*Exercise description*.
Type out again, word for word, the material from the line containing "Task: segment each" through the line containing "positive clicks: (138, 248)", both lines included.

*Provided information*.
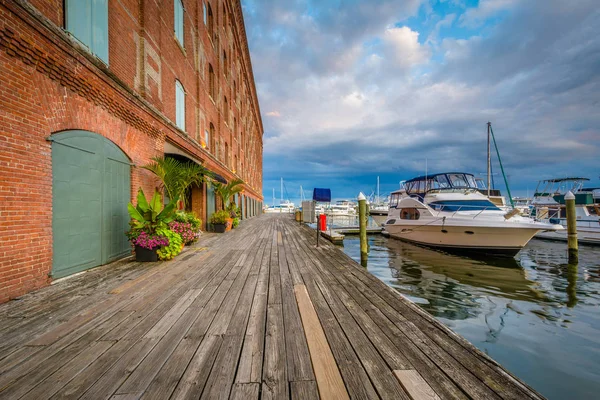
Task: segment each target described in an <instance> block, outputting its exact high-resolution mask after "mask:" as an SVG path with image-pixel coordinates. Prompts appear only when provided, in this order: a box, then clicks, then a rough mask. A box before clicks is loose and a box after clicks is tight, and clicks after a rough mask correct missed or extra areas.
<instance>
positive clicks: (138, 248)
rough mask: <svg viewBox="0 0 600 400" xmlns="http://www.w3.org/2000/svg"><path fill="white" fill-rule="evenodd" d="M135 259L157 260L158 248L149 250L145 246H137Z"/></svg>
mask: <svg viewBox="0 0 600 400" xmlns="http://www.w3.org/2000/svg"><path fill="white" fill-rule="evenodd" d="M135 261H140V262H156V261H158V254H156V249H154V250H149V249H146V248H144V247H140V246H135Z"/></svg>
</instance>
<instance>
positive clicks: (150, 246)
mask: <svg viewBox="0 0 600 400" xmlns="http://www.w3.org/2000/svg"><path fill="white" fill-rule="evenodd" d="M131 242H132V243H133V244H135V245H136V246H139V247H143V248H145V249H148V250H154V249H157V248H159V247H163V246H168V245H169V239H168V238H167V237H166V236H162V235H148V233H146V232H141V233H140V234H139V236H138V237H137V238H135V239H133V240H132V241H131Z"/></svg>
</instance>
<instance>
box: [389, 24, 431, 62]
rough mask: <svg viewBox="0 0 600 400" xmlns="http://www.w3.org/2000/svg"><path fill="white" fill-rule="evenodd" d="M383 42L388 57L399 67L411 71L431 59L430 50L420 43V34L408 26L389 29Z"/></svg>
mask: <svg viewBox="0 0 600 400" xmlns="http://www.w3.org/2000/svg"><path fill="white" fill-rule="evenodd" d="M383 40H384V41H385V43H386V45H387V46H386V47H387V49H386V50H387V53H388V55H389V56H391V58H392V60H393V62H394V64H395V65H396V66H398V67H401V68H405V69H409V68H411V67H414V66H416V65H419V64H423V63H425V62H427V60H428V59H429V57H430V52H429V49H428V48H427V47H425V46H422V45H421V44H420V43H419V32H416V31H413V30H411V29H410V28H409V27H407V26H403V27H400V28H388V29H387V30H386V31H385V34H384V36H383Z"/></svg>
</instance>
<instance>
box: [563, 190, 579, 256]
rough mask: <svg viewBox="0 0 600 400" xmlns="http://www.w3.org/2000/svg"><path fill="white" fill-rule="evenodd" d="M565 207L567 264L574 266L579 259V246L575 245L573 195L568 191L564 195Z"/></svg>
...
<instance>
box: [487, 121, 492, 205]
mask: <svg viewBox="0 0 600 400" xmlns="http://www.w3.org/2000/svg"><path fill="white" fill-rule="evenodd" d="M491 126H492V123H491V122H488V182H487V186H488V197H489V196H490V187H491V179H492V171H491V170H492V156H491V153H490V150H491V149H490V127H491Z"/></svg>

*Exercise output*.
Task: segment each target described in an <instance> block, outputting its exact high-resolution mask after "mask:" as an SVG path with image-pixel coordinates. Prompts appear only when provided, in this order: a box, then clicks, then a rough mask. A box before clicks is loose and a box after clicks is tight, and clicks after a rough mask correct missed or extra areas.
<instance>
positive clicks: (138, 248)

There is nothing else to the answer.